[What needs to be done] Copy the rows below word for word, starting at the line that contains "of the helmet" and continuing through the last line of the rows.

********

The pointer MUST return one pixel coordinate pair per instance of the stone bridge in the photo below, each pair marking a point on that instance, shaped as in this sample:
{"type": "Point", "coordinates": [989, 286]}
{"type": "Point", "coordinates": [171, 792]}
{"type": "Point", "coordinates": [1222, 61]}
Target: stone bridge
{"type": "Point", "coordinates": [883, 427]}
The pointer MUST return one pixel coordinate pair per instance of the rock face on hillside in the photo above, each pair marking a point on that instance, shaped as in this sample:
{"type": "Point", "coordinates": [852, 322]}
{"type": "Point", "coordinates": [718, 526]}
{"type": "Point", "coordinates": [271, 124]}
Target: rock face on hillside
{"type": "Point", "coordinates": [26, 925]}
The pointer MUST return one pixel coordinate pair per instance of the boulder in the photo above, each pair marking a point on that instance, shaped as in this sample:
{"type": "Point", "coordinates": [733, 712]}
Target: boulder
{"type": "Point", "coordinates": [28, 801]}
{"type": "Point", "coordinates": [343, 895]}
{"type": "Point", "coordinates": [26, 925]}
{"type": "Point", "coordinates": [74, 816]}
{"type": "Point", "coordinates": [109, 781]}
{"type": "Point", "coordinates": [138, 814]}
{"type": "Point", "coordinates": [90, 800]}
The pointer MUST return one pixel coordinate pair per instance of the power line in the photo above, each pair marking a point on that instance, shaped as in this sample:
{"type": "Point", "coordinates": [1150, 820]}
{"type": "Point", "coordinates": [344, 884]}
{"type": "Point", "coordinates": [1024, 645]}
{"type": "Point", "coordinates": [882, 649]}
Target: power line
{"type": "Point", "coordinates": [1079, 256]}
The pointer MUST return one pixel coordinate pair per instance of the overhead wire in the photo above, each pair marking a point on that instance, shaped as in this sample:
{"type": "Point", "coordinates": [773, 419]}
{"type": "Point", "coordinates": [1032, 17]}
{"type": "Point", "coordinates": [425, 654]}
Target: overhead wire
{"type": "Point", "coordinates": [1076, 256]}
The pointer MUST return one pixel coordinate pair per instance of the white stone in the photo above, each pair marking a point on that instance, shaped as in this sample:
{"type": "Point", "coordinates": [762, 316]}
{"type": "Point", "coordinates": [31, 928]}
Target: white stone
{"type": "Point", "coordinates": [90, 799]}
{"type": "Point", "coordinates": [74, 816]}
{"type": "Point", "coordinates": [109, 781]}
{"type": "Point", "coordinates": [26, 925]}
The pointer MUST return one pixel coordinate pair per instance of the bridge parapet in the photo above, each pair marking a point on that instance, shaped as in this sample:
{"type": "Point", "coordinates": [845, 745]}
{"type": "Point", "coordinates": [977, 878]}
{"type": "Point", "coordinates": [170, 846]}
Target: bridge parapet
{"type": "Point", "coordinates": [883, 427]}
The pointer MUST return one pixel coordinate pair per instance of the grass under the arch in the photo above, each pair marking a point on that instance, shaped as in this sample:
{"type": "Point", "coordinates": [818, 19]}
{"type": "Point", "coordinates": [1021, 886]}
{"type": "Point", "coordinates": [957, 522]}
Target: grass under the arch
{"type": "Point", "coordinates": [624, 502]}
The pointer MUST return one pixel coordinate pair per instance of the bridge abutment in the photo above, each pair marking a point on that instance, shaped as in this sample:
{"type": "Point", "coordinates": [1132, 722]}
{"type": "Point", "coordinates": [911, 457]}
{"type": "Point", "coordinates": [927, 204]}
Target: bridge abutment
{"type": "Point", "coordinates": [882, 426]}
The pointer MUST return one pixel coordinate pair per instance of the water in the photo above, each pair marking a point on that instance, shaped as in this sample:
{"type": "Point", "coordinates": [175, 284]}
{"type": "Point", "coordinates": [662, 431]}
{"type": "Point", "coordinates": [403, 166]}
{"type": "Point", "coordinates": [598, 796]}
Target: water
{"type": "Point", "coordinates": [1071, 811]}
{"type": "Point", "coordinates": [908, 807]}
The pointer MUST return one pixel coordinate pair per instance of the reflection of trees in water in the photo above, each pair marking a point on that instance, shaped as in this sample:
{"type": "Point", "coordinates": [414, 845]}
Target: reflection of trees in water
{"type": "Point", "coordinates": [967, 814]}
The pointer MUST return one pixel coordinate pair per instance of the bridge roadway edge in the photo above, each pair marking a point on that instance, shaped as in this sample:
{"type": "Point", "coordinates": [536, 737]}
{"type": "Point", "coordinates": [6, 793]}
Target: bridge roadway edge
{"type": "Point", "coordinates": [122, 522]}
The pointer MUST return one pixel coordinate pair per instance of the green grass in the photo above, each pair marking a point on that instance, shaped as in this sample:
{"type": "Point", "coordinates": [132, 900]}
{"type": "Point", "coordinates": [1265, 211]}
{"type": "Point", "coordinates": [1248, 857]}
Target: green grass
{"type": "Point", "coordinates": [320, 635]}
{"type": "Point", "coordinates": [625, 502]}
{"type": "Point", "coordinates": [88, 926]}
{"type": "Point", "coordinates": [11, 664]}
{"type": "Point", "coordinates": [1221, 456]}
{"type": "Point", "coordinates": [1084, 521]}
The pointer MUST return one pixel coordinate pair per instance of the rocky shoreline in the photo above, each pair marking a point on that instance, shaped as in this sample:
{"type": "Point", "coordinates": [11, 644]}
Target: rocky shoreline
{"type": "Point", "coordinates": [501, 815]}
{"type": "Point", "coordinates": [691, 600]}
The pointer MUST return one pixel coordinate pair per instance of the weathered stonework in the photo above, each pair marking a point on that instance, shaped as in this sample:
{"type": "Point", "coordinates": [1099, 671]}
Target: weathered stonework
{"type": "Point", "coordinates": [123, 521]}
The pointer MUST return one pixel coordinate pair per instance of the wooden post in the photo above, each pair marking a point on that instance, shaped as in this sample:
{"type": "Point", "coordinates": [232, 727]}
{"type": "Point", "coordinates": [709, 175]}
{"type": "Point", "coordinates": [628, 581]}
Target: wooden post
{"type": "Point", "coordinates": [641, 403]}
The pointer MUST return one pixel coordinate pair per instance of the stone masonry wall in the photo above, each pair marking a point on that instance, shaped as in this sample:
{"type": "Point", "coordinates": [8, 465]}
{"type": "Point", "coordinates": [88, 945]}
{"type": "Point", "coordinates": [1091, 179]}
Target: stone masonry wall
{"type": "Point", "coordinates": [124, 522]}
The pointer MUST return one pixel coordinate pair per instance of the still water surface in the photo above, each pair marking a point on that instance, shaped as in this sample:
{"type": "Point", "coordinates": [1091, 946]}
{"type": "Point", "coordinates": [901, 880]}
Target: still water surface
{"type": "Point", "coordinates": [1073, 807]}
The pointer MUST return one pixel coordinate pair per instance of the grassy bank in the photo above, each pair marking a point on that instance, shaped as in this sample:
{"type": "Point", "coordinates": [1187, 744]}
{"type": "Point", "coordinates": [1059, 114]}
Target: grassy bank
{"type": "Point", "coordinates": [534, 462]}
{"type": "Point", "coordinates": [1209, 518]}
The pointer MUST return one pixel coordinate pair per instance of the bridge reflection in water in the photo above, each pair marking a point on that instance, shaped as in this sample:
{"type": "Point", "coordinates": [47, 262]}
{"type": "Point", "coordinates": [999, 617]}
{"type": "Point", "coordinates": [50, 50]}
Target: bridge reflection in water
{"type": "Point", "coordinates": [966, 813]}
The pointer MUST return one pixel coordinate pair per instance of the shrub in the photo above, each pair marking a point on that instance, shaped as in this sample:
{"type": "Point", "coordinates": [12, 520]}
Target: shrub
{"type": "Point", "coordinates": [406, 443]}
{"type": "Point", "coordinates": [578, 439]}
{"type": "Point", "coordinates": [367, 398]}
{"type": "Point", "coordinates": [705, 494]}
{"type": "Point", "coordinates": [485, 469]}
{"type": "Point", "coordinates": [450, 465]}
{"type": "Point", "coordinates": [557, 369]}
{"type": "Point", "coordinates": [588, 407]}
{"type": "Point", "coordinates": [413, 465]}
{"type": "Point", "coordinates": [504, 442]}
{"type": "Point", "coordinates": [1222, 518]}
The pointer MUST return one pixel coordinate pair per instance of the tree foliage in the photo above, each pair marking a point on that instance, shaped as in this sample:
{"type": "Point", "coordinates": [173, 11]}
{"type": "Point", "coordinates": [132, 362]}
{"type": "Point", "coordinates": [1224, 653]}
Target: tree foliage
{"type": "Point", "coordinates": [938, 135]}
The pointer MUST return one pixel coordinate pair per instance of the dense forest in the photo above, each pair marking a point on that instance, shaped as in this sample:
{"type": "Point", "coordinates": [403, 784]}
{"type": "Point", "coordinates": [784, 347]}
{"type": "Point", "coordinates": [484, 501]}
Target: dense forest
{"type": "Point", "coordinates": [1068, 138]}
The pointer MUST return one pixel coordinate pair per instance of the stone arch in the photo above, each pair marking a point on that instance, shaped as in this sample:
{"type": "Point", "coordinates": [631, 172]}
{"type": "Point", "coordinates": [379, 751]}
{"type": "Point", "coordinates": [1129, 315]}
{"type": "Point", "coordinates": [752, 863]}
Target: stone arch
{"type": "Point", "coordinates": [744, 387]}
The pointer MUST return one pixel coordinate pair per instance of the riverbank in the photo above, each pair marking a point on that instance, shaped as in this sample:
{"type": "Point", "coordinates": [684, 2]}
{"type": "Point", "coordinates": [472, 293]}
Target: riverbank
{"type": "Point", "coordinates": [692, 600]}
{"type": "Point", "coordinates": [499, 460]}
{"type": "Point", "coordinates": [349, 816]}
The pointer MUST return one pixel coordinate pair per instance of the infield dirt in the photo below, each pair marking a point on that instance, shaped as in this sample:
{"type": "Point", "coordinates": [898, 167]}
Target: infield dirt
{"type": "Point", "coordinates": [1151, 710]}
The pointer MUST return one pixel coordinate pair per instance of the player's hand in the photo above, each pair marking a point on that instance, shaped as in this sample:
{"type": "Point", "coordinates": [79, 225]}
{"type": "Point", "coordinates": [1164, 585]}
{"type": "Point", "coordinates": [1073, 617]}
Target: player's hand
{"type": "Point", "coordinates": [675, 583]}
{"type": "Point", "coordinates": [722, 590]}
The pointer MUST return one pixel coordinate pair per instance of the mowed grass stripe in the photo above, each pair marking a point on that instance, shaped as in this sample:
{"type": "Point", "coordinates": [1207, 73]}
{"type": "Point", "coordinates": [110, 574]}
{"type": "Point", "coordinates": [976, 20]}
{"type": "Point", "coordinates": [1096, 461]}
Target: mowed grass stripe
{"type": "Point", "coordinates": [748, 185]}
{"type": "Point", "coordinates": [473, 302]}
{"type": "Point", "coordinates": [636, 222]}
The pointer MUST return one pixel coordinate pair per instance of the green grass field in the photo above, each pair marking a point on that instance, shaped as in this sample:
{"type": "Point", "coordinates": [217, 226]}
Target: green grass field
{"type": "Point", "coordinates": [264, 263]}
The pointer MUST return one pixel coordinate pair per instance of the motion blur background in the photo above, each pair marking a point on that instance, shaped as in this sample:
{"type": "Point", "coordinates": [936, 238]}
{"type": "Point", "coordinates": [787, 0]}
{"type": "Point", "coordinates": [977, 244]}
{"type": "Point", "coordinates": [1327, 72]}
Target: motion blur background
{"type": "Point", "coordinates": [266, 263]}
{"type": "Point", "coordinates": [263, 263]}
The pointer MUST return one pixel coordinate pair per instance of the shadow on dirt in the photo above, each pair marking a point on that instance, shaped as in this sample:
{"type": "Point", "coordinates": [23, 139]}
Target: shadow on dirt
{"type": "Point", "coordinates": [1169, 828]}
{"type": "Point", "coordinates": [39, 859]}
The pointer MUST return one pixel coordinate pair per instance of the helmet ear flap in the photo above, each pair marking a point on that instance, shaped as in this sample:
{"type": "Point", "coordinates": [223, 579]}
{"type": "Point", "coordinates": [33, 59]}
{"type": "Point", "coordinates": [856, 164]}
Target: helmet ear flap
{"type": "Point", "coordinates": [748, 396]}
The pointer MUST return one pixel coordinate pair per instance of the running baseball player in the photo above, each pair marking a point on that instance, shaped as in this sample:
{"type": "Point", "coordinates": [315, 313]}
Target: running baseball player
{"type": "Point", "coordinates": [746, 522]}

********

[Problem solution]
The pointer MUST return one pixel coordinate pair per instance of the helmet ear flap in the photo above, each pair marking a point on that instance, shaped as in this sample:
{"type": "Point", "coordinates": [223, 579]}
{"type": "Point", "coordinates": [33, 59]}
{"type": "Point", "coordinates": [856, 164]}
Target: helmet ear flap
{"type": "Point", "coordinates": [748, 396]}
The pointer MUST return one pixel coordinate pair per instance of the running baseball player in the photo above, each pair marking a point on that instance, shaped as in this sample:
{"type": "Point", "coordinates": [315, 313]}
Target: running baseball player
{"type": "Point", "coordinates": [746, 522]}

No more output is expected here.